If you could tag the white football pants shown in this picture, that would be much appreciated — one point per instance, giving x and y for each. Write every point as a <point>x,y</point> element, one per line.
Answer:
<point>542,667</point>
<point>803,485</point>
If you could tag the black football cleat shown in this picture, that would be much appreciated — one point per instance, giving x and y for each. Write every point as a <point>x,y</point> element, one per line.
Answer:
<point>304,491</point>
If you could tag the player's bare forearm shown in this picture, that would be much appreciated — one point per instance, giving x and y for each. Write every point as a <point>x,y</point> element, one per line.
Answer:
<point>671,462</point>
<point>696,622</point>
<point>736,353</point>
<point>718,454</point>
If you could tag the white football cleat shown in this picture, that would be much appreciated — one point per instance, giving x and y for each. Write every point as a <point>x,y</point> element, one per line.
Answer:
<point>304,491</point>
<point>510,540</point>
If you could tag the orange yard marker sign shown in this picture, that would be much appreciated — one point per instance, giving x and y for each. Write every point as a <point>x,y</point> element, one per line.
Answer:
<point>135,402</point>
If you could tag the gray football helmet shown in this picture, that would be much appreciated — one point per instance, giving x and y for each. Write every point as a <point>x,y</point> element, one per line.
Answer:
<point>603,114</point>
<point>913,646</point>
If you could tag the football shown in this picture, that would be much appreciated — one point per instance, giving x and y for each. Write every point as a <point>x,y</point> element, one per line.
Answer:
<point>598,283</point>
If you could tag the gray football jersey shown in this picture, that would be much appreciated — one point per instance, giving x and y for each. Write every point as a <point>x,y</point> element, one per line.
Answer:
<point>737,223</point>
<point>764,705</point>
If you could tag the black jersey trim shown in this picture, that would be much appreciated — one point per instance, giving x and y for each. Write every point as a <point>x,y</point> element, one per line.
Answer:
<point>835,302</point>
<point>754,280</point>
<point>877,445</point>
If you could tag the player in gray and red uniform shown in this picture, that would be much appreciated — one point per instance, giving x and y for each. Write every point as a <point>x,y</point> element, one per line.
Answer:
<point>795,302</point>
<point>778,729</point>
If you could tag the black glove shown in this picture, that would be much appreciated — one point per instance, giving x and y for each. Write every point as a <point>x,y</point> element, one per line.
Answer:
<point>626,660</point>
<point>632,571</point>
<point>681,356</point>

------------------------------------

EXERCISE TASK: Copy every line of the data above verbatim, unchanged.

EXERCISE RESPONSE:
If you could tag the white football pants shown in this picture, that would be much appreciated — one point per instance, giving x and y for each. Write every point as a <point>x,y</point> element, one per line.
Answer:
<point>542,667</point>
<point>803,485</point>
If you could tag the black football cleat shown in this picture, that would be much appreciated — one point per instance, giving x and y for each. Write every point as a <point>x,y</point> element, one per line.
Answer:
<point>304,491</point>
If you could tag the player's bare forearm shown in this picture, that would be much appreciated — one point per instance, giving x and y for each. Write every point as a <point>x,y</point> element, one per line.
Answer:
<point>671,462</point>
<point>696,622</point>
<point>736,353</point>
<point>718,454</point>
If you could tag the white football cleat shown in this picture, that would be much appreciated — one point per instance, giving x and y for each. Write every point as a <point>x,y</point> element, one per line.
Answer:
<point>304,491</point>
<point>510,540</point>
If you could tag the orange yard marker sign shown in this picture, that would be much appreciated — one point per instance, giving x and y for each. Write every point as a <point>x,y</point> element, one per line.
Answer:
<point>135,402</point>
If you could tag the gray football helmet shown in this picture, that would be much appreciated — one point per instance, giving x and y for each. Write every point as a <point>x,y</point> element, one per line.
Answer:
<point>603,114</point>
<point>913,646</point>
If you could tag the football shown in this picture, that would be much appreciated — one point per instance, giving x and y for each. Write every point as a <point>x,y</point> element, one per line.
Answer:
<point>598,283</point>
If you could tag the gray football jersey shown in this picture, that would be much appreciated — one point per instance, giving x and y for each. Write every point as a <point>x,y</point> element, one per line.
Answer:
<point>737,223</point>
<point>764,705</point>
If you could tag the black jersey trim shown in this picture, that would be much appreciated — one point per instance, giving x and y for each. Write every point as a <point>x,y</point> element, one per line.
Answer:
<point>835,302</point>
<point>754,280</point>
<point>877,445</point>
If you could tag the player in gray and red uniform shown in this picture, that would be much appreciated — one point per instance, giving x and y for each. Write every point as a <point>x,y</point> element, one per line.
Answer:
<point>795,302</point>
<point>778,729</point>
If you could tag the black glove shown in this picture, that would be much appreciated — one point per instance, giving x and y for each. Write every point as a <point>x,y</point> element, one per line.
Answer:
<point>626,660</point>
<point>632,571</point>
<point>681,356</point>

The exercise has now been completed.